■ OBIETTIVO DEL COMPITO
Nel brano sulla sentenza europea relativa al precariato, quale direttiva europea l'Italia avrebbe violato?

--- BRANO SELEZIONATO ---

L’Anaao Assomed si renderà protagonista degli innumerevoli ricorsi dei Medici e dirigenti sanitari per rivendicare il diritto alla stabilizzazione e/o al risarcimento dei danni per la mancata applicazione delle disposizioni europee, su cui si fonda la sentenza della Corte di Giustizia sul precariato, cominciando con il diffidare Ministero e Regioni dal sottrarsi dalla loro corretta applicazione che espone l’Italia anche ad ingenti sanzioni economiche.
L’attesa sentenza che, come prevedibile, condanna l’Italia per l’abuso di contratti a termine pur riferendosi, in particolare, ai docenti della scuola, pone, infatti, le basi giuridiche per la stabilizzazione di tutto il personale precario della PA e, quindi, anche della Sanità, censurando la violazione, da parte dell’Italia, della direttiva europea 70/1999. Tale direttiva, che imponeva agli stati membri dell’UE l’adozione di misure preventive per evitare gli abusi derivanti dall’utilizzo di una successione di rapporti o contratti di lavoro a tempo determinato, riguarda l’insieme dei lavoratori che forniscono prestazioni retribuite nell’ambito di un rapporto di lavoro a tempo determinato, senza escludere alcun settore dalla sua sfera d’applicazione e, pertanto, risulta applicabile anche al personale precario nella Sanità.
I medici ed i Dirigenti sanitari oggi titolari di contratti di lavoro “atipici, in misura superiore al 10% della dotazione organica, garantiscono i LEA in molte Regioni presidiando posti di lavoro in prima linea, esposti al capestro di rinnovi contrattuali sempre più corti e poveri di diritti normativi e previdenziali. L’ossessione del “costo zero” per la copertura economica della stabilizzazione dei precari, stella polare di ogni bozza del DPCM in materia, va adesso confrontata con il rischio di pagare multe milionarie.
C’è bisogno ora, e non nei tempi di leggi delega e decreti delegati, di un provvedimento normativo che renda possibile la stabilizzazione di tutti i precari in ambito sanitario, e non solo della piccola quota cui si rivolge il testo del DPCM in itinere, che rischia di essere tardivo se non inadeguato rispetto alla nuova prospettiva aperta dall’Europa.

--- INFORMAZIONI ESTRATTE ---

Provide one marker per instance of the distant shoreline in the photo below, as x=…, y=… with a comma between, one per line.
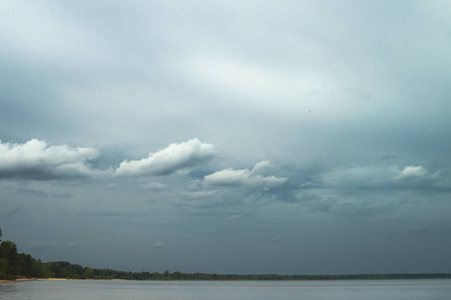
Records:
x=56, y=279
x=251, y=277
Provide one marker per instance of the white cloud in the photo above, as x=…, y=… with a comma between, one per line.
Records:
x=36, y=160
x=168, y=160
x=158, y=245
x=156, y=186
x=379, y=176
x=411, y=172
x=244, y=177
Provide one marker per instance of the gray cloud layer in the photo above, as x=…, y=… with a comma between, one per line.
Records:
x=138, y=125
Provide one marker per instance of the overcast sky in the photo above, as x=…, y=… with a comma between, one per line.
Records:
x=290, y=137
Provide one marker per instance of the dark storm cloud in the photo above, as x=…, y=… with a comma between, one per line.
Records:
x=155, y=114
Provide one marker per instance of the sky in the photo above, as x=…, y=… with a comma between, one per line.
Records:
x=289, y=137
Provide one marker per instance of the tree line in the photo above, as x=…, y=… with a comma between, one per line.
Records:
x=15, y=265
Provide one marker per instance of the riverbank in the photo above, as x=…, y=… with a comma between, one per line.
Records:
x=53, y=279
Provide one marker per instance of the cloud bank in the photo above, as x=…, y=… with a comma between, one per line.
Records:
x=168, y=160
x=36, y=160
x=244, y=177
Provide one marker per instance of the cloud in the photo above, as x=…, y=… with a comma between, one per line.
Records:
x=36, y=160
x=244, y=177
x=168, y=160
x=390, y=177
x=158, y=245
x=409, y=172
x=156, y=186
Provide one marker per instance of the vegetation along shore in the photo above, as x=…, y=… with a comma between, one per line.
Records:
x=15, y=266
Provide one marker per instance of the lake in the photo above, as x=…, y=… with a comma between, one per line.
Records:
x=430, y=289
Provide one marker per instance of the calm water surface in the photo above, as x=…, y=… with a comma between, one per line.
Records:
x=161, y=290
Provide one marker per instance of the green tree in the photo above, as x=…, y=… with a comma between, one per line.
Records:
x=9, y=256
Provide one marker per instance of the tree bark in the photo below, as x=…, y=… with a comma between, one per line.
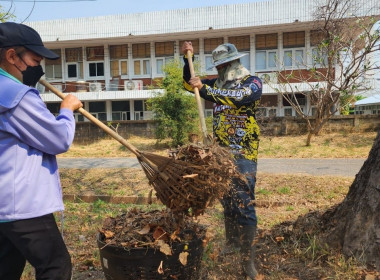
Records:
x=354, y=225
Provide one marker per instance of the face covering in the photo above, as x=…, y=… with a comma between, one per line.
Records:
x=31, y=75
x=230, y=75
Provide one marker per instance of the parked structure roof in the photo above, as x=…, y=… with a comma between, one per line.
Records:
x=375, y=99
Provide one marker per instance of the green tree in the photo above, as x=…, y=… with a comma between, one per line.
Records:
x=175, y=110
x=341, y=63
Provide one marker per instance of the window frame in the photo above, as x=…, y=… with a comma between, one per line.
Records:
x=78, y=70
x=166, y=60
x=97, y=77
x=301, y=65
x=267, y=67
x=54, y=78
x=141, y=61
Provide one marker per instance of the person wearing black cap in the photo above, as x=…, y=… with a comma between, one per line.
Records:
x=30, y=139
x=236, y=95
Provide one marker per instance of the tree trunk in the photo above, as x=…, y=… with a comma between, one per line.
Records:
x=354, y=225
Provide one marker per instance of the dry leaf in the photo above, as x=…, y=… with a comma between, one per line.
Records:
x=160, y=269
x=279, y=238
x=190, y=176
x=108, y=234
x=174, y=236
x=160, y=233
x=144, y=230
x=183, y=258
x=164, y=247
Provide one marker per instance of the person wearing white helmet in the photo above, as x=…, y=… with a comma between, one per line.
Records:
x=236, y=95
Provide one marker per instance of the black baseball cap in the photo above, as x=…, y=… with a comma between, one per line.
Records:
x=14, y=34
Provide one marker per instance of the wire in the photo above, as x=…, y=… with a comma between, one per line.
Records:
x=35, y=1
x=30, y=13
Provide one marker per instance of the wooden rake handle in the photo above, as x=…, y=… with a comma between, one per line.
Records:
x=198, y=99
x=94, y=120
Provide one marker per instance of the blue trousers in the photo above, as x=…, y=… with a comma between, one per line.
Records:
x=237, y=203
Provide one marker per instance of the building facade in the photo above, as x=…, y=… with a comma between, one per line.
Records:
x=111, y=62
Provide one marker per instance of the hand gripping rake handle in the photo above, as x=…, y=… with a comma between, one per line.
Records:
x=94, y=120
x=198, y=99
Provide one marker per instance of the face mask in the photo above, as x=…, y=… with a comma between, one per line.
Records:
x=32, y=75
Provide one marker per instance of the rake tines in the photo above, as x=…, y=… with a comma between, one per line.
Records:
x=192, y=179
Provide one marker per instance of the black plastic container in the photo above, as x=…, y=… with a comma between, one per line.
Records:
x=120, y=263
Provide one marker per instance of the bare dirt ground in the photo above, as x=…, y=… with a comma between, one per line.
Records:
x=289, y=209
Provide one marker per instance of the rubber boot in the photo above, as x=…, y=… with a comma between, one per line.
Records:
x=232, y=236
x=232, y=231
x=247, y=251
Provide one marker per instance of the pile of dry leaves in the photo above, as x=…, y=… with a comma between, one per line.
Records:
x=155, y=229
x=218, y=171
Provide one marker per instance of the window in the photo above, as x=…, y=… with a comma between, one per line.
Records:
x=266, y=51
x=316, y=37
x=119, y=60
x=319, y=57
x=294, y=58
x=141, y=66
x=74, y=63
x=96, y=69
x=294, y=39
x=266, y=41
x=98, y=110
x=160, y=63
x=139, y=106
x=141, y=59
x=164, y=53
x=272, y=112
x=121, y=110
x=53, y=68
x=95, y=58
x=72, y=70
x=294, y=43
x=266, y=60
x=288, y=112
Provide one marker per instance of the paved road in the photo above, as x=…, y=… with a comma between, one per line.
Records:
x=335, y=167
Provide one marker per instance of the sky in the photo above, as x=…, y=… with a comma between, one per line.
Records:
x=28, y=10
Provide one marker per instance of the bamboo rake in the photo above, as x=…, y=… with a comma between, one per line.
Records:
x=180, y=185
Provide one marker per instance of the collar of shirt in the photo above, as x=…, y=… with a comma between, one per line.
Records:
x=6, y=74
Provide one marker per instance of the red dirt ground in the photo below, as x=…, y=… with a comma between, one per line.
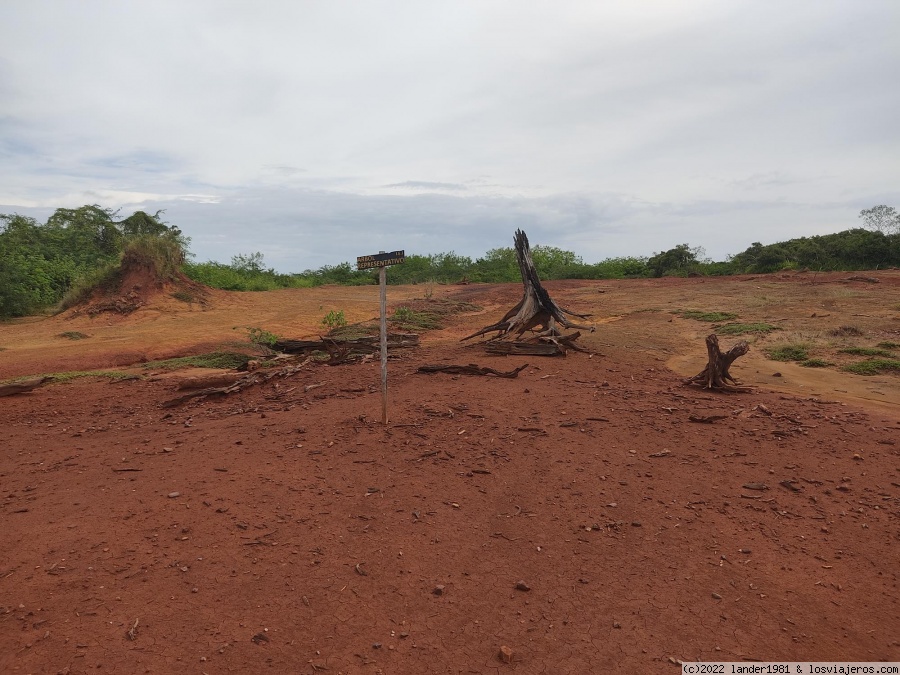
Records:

---

■ SOLUZIONE SCRITTA
La direttiva europea 70/1999.